#### Objective:
Copy the lines below exactly, from the line containing "of the lone" up to and including the last line.

#### Given information:
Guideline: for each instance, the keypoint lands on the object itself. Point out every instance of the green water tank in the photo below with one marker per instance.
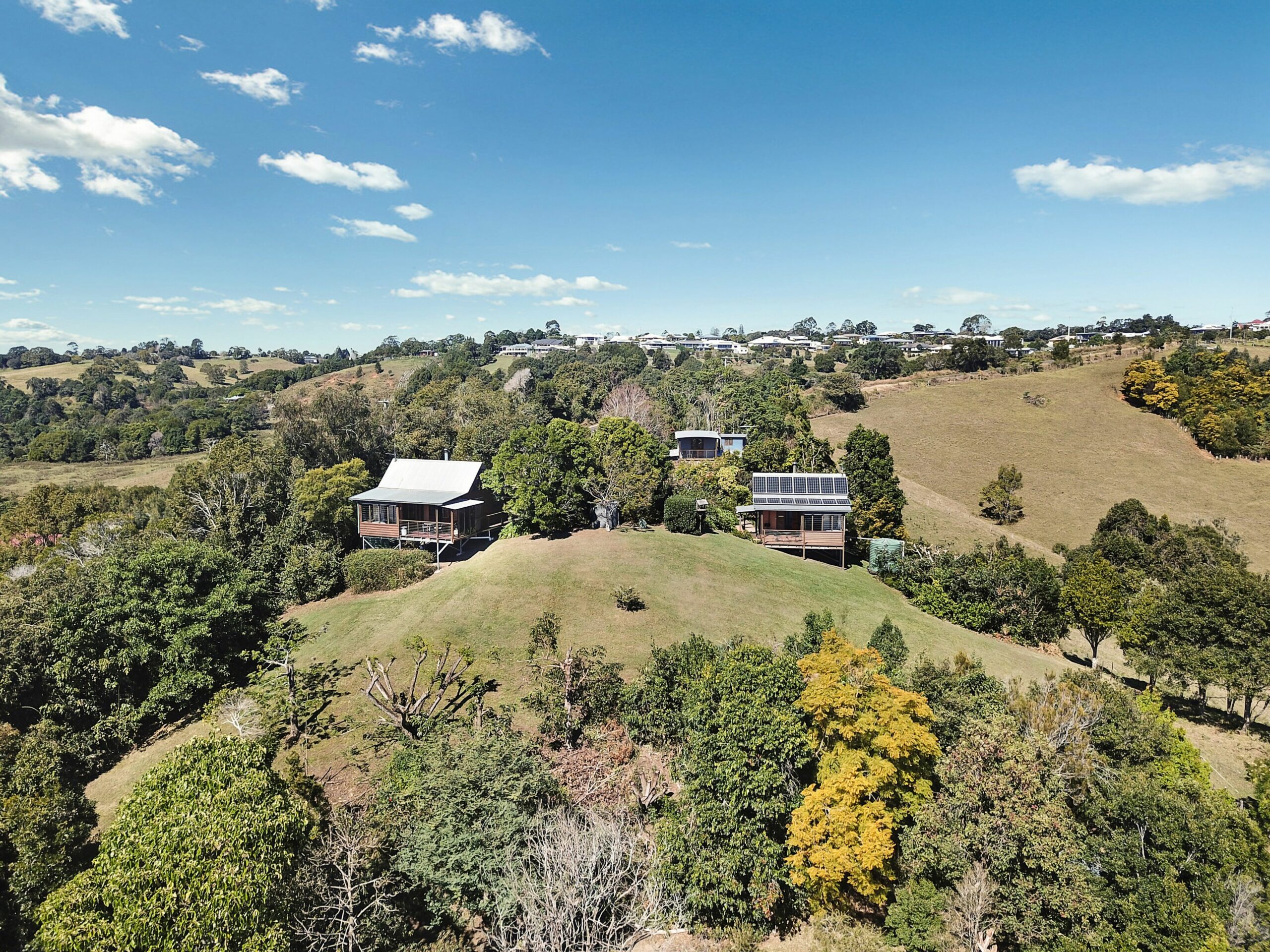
(883, 552)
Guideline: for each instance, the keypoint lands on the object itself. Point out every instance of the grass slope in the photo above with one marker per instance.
(375, 385)
(718, 586)
(1081, 452)
(18, 477)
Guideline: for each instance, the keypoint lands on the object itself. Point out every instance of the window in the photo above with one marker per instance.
(379, 512)
(825, 522)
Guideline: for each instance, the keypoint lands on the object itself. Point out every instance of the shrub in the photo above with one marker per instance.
(681, 515)
(382, 569)
(628, 598)
(310, 573)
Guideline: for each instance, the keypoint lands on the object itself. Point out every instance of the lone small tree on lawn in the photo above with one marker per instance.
(1095, 595)
(888, 642)
(999, 500)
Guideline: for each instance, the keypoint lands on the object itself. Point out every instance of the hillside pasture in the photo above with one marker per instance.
(1080, 452)
(18, 477)
(375, 385)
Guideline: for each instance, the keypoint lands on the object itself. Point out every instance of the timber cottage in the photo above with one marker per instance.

#### Output below:
Guideline: for each instance, the keypoint lands on the object itself. Point out every instance of the lone small tree on lawn in the photo above with one marker per instance.
(1095, 595)
(888, 642)
(999, 500)
Guideline: for each instance, the keypoint lands on the object itself. Point out every instance of the hillside pasture in the photo above with one marker per instance.
(1080, 452)
(18, 477)
(375, 385)
Guideline: for each instance, the keypoint lands on the object itself. Point out every instance of the timber cottage in the photo above with one marker per instance.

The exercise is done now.